**DOCUMENT PASSAGE:**

The most competitive member of the family?

"My mom, definitely her," J.P. Crawford said. "She goes all out to do anything."

J.P. Crawford's mother, Beth, and his Siberian huskies

As Crawford's baseball life began to take off, shortly before the Phillies selected him with the 16th overall pick in the 2013 draft, and before he made the giant, cross-country leap as an 18-year-old, from the suburbs of Los Angeles to a brave new world of the Gulf Coast League in Clearwater, Fla., his family was dealt its toughest battle.

J.P. Crawford learned that his mom had been diagnosed with cancer.

"He was home for a lot of the radiation treatments," Beth Crawford said, "so he was able to take me."

As a teenager, Crawford was surrounded by tragedy. One of his best friends and baseball teammates, Brian Beato, was struck and killed by a car the summer before his senior year. One of his youth coach's kids, often the batboy for his teams, died of leukemia the year before. Another one of his teammates lost his mother at the 2011 Seal Beach mass shooting, and found out with Crawford when both were called off the field one day at practice.

The baseball diamond, and the scouts and the draft, according to his mom, became "a good distraction."

"When I go out onto the baseball field, nothing else matters," Crawford said. "I would deal with that stuff afterward. I would pray to God each night that (my mom) got better. And thankfully my prayers were answered."

Crawford still lives with his parents when the baseball season ends each summer. Maybe that will change when he makes the jump from the minor leagues to the major leagues. But maybe it won't right away.

"He's still a little kid," Larry Crawford said of his son, who has packed on 15 pounds of muscle since he was drafted as a teenager. "He has that face. He's still that little knucklehead kid."

"He's a good kid," Beth Crawford said.


Two weeks ago, J.P. Crawford played catch with Chase Utley before both took pregame batting practice with Reading at Trenton's Arm & Hammer Park. Afterward, they stood next to each other and chatted in between fielding ground balls.

Although he might be a little bit more bold with words than his doubleplay teammate that night, Crawford has gone about his work quietly and diligently in a little more than two years in the Phillies' minor league system. He's not "a rah-rah guy," according to his high school coach, but he is the kind of athlete who can simply lead by example.

It's not fair to crown a 20-year-old kid the future leader of a major league team, but Crawford appears to be outfitted with the same mental makeup that made Utley and Rollins successful.

**SOURCE INFORMATION:**
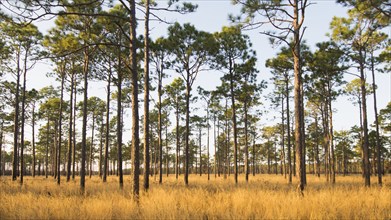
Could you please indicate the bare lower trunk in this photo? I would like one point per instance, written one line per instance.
(84, 126)
(146, 98)
(365, 128)
(134, 97)
(60, 131)
(69, 159)
(378, 144)
(107, 140)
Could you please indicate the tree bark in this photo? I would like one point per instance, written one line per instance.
(16, 122)
(187, 156)
(134, 97)
(74, 134)
(60, 127)
(365, 126)
(84, 126)
(288, 129)
(107, 139)
(234, 123)
(119, 123)
(33, 140)
(378, 144)
(246, 167)
(70, 128)
(298, 100)
(92, 143)
(22, 166)
(146, 98)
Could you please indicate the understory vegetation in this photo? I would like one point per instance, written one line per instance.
(263, 197)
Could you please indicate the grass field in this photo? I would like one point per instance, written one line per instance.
(263, 197)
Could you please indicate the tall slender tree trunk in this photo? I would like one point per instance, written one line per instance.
(47, 149)
(215, 144)
(246, 167)
(33, 140)
(331, 141)
(16, 122)
(234, 123)
(283, 135)
(2, 160)
(55, 149)
(60, 127)
(207, 140)
(119, 123)
(101, 147)
(160, 125)
(298, 100)
(74, 134)
(84, 126)
(378, 144)
(317, 148)
(200, 136)
(167, 153)
(146, 98)
(92, 143)
(365, 126)
(70, 128)
(288, 130)
(134, 97)
(187, 136)
(107, 139)
(254, 155)
(22, 165)
(177, 139)
(219, 156)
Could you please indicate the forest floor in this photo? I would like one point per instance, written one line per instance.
(263, 197)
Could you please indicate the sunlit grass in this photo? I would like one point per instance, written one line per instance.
(264, 197)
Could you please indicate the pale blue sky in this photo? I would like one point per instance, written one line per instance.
(211, 16)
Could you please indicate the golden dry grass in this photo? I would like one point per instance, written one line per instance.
(264, 197)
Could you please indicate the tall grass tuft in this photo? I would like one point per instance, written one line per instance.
(263, 197)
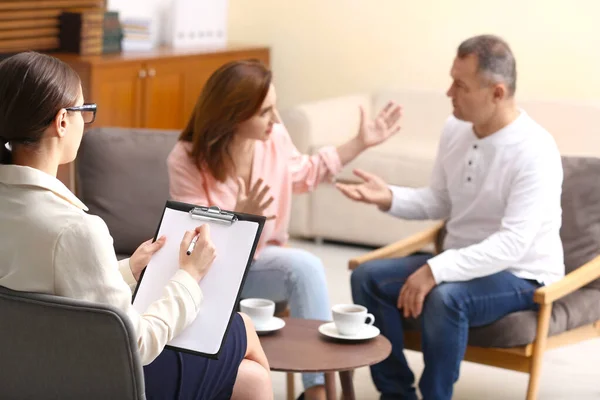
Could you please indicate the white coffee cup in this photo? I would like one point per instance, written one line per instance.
(349, 319)
(260, 311)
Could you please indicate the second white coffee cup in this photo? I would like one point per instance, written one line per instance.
(260, 311)
(350, 319)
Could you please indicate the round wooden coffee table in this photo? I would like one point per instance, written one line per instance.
(299, 347)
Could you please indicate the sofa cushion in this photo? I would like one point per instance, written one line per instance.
(518, 329)
(580, 231)
(122, 177)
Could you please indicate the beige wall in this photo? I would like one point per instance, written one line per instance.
(324, 48)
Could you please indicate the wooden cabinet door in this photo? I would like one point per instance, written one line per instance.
(118, 91)
(163, 100)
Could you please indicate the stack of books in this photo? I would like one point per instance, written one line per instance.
(137, 34)
(82, 32)
(113, 33)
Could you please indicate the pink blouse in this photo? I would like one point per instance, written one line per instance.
(276, 161)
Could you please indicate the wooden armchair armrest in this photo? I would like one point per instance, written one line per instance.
(401, 248)
(570, 283)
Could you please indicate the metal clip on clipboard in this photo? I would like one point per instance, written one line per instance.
(213, 214)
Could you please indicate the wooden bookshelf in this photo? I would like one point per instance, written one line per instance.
(34, 24)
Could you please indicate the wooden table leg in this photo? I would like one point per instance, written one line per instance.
(347, 385)
(330, 385)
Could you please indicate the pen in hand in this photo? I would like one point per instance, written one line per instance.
(192, 245)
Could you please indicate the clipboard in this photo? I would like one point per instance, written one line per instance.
(236, 237)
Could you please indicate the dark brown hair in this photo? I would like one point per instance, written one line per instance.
(495, 58)
(34, 87)
(233, 94)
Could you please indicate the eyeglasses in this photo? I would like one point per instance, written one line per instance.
(88, 112)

**STUDY QUESTIONS:**
A - The J.P. Crawford profile has a paragraph that begins "As a teenager, Crawford was surrounded by tragedy." List each loss it describes.
B - According to the J.P. Crawford profile, at what pick and in what year did the Phillies draft him?
C - Extend the J.P. Crawford profile, starting after its final sentence.

**EXERCISE ANSWERS:**
A -
- One of his best friends and baseball teammates, Brian Beato, was struck and killed by a car the summer before his senior year.
- One of his youth coach's kids, often the batboy for his teams, died of leukemia the year before.
- Another teammate lost his mother at the 2011 Seal Beach mass shooting. He and Crawford found out together when both were called off the field at practice.

B - The Phillies drafted him with the 16th overall pick in the 2013 draft.

C -
"You just have to go out there and work hard every day, give something for other people to look up to," Crawford said. "If they see you working hard everyday, they're going to do the same thing. If they see you running balls out hard, they're going to do the same thing. They're going to play how you play and act like you act on the field."

Signing autographs in Reading

Crawford's physical skills can currently be seen on display in Reading. And perhaps, before long, in Allentown, where the Triple A IronPigs play. His range and arm strength at shortstop already appear to be plus big-league tools. He can hit and get on base regularly, and run well when he arrives. Although he hit 11 home runs in 123 games last year, and had six in his first 85 games this year, it's not crazy to think he could hit 15-20 in the big leagues as a still-developing hitter with quick hands.

But what may separate Crawford in the next few years, and not only get him into a Phillies uniform within the next year but also have him as the pillar the front office can build the next contending team around, is his unwavering ambition and drive. Like Cole Hamels before him, the Southern Californian kid expects success out of himself and his team, too. He can close his eyes and see himself winning a World Series in five years.

"I think we have a good shot with a lot of the new guys we just got and with that draft class we just got," Crawford said. "We'll see what happens."

If that happens, pleasing the sometimes impatient, always passionate Philadelphia sports fans shouldn't be a problem for J.P. Crawford.

"I don't think he's bothered by (expectations)," his father Larry Crawford said. "I think his personality fits in Philly."